[Start of Reading passage]
Lower Juba (, Maay: Jubithy Hoosy, , ) is an administrative region (gobol) in southern Somalia. With its capital at Kismayo, it lies in the autonomous Jubaland region. It has green forests and wildlife including lions, giraffes, hippos, crocodiles, and hyenas.

Lower Juba is bordered by Kenya, the Somali regions of Gedo, Middle Juba (Jubbada Dhexe), and the Somali Sea. The province is named after the Jubba River that passes through it and empties into the Somali Sea at Goobweyn. The Lag Badana National Park is situated in Lower Juba.

History
In the latter half of the 20th century, a few Darod families started to settle in Kismayo city. By the turn of the 20th century they had established a small business centres. In the beginning of the Somali civil wars, Kismaio known as Waamo faced a massive destruction among the faction leaders mainly between Hawiye and Darod each claiming the ownership of the Lower & Middle Juba regions. However, the city subsequently evolved into a major hub of the livestock trade. The main Harti representatives to establish themselves in Kismayo were Majeerteen traders from the northeastern Ras Hafun promontory, who were referred to as Hafuuni. In the first two decades of the 20th century, members of the Dhulbahante Harti sub-clan followed suit.
[End of Reading passage]
[Start of Available data]
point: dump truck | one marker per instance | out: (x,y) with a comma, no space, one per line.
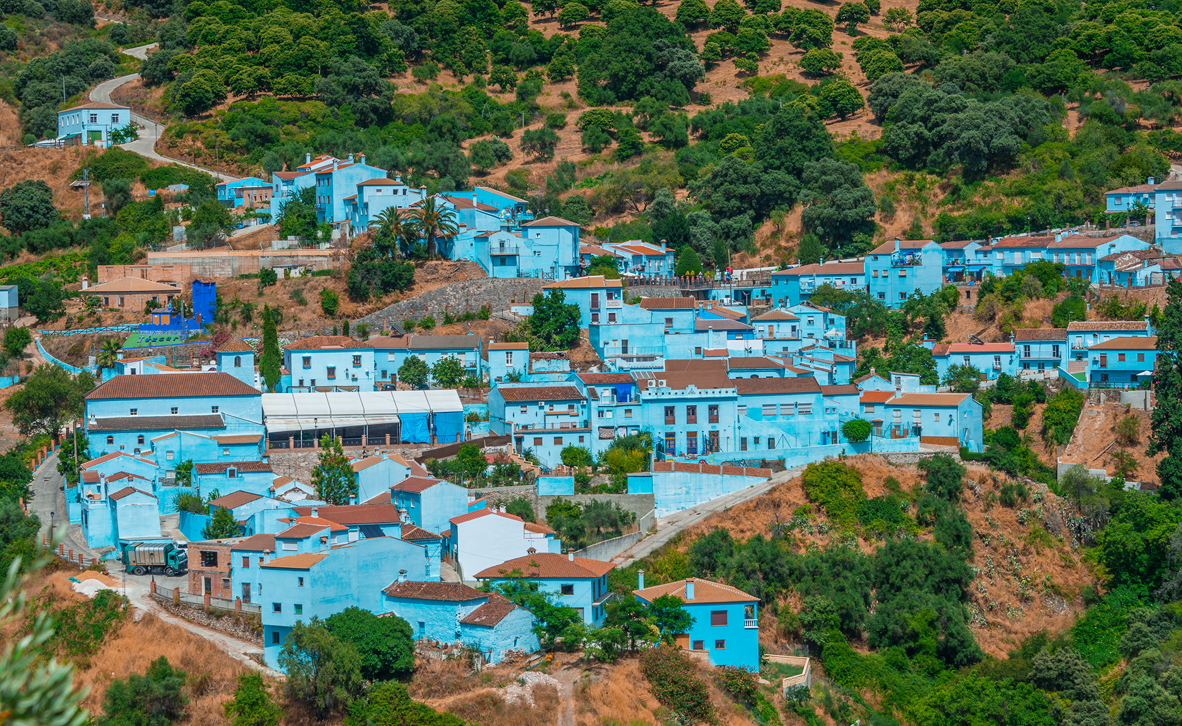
[End of Available data]
### Given task 1
Using the passage on Lower Juba, decide whether each statement agrees with it: (a) Kismayo is the capital of Lower Juba; (b) the Jubba River empties into the Somali Sea at Kismayo; (c) the Majeerteen traders who settled in Kismayo came from the Ras Hafun promontory and were called Hafuuni. Answer yes or no for each and quote the words that decide it.
### Given task 2
From the passage on Lower Juba, copy the words between "Lower Juba is" and "in Lower Juba.", inclusive.

### Task response 1
(a) Yes: "With its capital at Kismayo, it lies in the autonomous Jubaland region."
(b) No: "The province is named after the Jubba River that passes through it and empties into the Somali Sea at Goobweyn."
(c) Yes: "The main Harti representatives to establish themselves in Kismayo were Majeerteen traders from the northeastern Ras Hafun promontory, who were referred to as Hafuuni."

### Task response 2
Lower Juba is bordered by Kenya, the Somali regions of Gedo, Middle Juba (Jubbada Dhexe), and the Somali Sea. The province is named after the Jubba River that passes through it and empties into the Somali Sea at Goobweyn. The Lag Badana National Park is situated in Lower Juba.